*Your task:* Transcribe all the material exactly. Leave every line as it is.

*Task material:*

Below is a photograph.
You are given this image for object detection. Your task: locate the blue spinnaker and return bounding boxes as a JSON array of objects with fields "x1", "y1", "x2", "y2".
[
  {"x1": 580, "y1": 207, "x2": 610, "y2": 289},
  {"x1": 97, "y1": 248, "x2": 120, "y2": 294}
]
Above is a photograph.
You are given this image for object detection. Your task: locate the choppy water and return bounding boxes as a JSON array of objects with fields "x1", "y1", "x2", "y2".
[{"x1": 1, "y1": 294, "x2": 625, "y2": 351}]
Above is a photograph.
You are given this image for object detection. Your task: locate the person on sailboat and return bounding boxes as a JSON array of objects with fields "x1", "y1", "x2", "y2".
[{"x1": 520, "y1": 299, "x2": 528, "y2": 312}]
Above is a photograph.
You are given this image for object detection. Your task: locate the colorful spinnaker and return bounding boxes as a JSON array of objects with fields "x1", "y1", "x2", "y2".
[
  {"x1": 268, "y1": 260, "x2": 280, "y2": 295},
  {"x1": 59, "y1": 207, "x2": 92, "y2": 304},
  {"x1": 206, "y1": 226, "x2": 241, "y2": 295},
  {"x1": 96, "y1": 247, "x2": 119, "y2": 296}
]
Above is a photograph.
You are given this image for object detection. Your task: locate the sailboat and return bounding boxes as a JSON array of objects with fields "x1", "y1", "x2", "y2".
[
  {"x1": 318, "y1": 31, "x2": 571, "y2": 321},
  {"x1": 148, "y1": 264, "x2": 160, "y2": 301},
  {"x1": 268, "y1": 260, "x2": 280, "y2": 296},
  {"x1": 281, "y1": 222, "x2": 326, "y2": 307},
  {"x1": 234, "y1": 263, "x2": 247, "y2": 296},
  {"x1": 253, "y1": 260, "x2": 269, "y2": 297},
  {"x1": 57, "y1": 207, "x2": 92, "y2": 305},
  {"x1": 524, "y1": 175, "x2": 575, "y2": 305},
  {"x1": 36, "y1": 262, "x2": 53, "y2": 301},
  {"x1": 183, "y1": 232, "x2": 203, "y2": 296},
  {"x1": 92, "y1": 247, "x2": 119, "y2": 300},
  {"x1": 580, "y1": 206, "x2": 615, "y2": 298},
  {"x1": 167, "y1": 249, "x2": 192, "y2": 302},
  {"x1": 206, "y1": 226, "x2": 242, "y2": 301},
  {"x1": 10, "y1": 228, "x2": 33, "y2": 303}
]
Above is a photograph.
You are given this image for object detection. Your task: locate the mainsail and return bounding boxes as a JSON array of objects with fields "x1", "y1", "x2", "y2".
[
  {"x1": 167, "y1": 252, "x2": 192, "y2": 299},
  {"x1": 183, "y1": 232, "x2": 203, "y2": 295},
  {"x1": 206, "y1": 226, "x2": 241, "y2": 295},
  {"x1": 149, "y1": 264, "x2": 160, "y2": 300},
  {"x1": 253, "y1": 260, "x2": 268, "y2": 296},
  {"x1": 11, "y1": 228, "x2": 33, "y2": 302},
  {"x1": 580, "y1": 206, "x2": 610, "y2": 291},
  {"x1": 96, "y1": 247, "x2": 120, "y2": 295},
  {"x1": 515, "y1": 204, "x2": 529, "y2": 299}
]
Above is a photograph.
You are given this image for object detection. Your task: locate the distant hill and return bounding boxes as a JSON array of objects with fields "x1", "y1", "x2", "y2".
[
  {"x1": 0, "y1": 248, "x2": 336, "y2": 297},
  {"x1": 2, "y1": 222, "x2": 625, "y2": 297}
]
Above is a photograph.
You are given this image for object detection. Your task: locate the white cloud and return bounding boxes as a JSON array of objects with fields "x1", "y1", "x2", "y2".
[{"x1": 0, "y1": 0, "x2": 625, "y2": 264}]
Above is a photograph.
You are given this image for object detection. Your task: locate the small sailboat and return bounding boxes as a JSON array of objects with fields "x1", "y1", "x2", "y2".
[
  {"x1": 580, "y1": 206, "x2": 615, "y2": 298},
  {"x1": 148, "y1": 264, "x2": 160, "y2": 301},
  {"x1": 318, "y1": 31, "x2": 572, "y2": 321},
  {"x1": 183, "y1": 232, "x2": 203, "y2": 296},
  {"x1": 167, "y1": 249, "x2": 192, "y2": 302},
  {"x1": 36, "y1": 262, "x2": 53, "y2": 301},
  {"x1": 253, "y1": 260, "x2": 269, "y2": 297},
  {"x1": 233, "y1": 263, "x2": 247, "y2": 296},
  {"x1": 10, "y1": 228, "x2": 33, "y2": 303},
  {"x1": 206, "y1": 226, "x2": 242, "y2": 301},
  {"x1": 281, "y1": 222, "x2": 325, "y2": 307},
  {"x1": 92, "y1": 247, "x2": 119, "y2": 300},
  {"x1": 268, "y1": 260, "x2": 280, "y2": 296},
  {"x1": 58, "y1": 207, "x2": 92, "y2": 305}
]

*Problem solution:*
Below is a photograph.
You are given this image for object detection. Your task: locate the blue spinnaker and return bounding boxes as a JSON array of objects with fields "x1", "y1", "x2", "y2".
[
  {"x1": 580, "y1": 207, "x2": 610, "y2": 289},
  {"x1": 97, "y1": 248, "x2": 120, "y2": 294}
]
Above is a photograph.
You are given this image for object detection. Your task: locate the choppy water and return bounding boxes as a JSON array of objects with fields "x1", "y1", "x2", "y2".
[{"x1": 1, "y1": 294, "x2": 625, "y2": 351}]
Above is a photograph.
You are given this image for object detection. Your task: locate the person on sailboat and return bounding boxes as a JSON array of objects with fields "x1", "y1", "x2", "y2".
[{"x1": 520, "y1": 299, "x2": 528, "y2": 312}]
Above is a photograph.
You are given this image for object detection. Your task: locate the colorful spinnaker and return bounding boxes as a JSON array of objects with fields "x1", "y1", "x2", "y2".
[
  {"x1": 268, "y1": 260, "x2": 280, "y2": 295},
  {"x1": 59, "y1": 207, "x2": 92, "y2": 304},
  {"x1": 206, "y1": 226, "x2": 241, "y2": 295},
  {"x1": 96, "y1": 247, "x2": 119, "y2": 296}
]
Above is a photograph.
You are given this image for object detection. Your task: locate the sailboat and return bounding boxes as a JSON array of objects with fields "x1", "y1", "x2", "y2".
[
  {"x1": 318, "y1": 31, "x2": 571, "y2": 321},
  {"x1": 148, "y1": 264, "x2": 160, "y2": 301},
  {"x1": 268, "y1": 260, "x2": 280, "y2": 296},
  {"x1": 281, "y1": 222, "x2": 326, "y2": 307},
  {"x1": 234, "y1": 263, "x2": 247, "y2": 296},
  {"x1": 253, "y1": 260, "x2": 269, "y2": 297},
  {"x1": 57, "y1": 207, "x2": 92, "y2": 305},
  {"x1": 524, "y1": 175, "x2": 575, "y2": 305},
  {"x1": 36, "y1": 262, "x2": 53, "y2": 301},
  {"x1": 183, "y1": 232, "x2": 203, "y2": 296},
  {"x1": 92, "y1": 247, "x2": 119, "y2": 300},
  {"x1": 580, "y1": 206, "x2": 615, "y2": 298},
  {"x1": 167, "y1": 249, "x2": 192, "y2": 302},
  {"x1": 206, "y1": 226, "x2": 242, "y2": 301},
  {"x1": 10, "y1": 228, "x2": 33, "y2": 303}
]
Above is a photograph.
You are given this image for object detection. Your task: locate the mainsail and return bounding boxes as a JSON array of objects with fields "x1", "y1", "x2", "y2".
[
  {"x1": 167, "y1": 252, "x2": 192, "y2": 299},
  {"x1": 183, "y1": 232, "x2": 203, "y2": 295},
  {"x1": 206, "y1": 226, "x2": 241, "y2": 295},
  {"x1": 149, "y1": 264, "x2": 160, "y2": 300},
  {"x1": 253, "y1": 260, "x2": 268, "y2": 296},
  {"x1": 11, "y1": 228, "x2": 33, "y2": 302},
  {"x1": 580, "y1": 206, "x2": 610, "y2": 291},
  {"x1": 96, "y1": 247, "x2": 120, "y2": 295},
  {"x1": 515, "y1": 204, "x2": 529, "y2": 299}
]
Above is a photograph.
You are given this image for object detection. Your task: locate the distant hill and return bounding boxes as a JSON array of objects with fields "x1", "y1", "x2", "y2".
[
  {"x1": 0, "y1": 248, "x2": 336, "y2": 297},
  {"x1": 2, "y1": 222, "x2": 625, "y2": 297}
]
Above is a photograph.
You are given this image for object detection. Your task: locate the white cloud and return bounding boxes as a JSON array of objects with fields "x1", "y1", "x2", "y2".
[{"x1": 0, "y1": 0, "x2": 625, "y2": 264}]
Above is a photograph.
You are given this image for object detection. Your task: locate the small sailboat and return bounding boxes as a JSON array of objects with fields "x1", "y1", "x2", "y2".
[
  {"x1": 580, "y1": 206, "x2": 615, "y2": 298},
  {"x1": 148, "y1": 264, "x2": 160, "y2": 301},
  {"x1": 318, "y1": 31, "x2": 572, "y2": 321},
  {"x1": 183, "y1": 232, "x2": 203, "y2": 296},
  {"x1": 167, "y1": 249, "x2": 192, "y2": 302},
  {"x1": 36, "y1": 262, "x2": 53, "y2": 301},
  {"x1": 253, "y1": 260, "x2": 269, "y2": 297},
  {"x1": 233, "y1": 263, "x2": 247, "y2": 296},
  {"x1": 10, "y1": 228, "x2": 33, "y2": 303},
  {"x1": 206, "y1": 226, "x2": 242, "y2": 301},
  {"x1": 281, "y1": 222, "x2": 325, "y2": 307},
  {"x1": 92, "y1": 247, "x2": 119, "y2": 300},
  {"x1": 268, "y1": 260, "x2": 280, "y2": 296},
  {"x1": 58, "y1": 207, "x2": 92, "y2": 305}
]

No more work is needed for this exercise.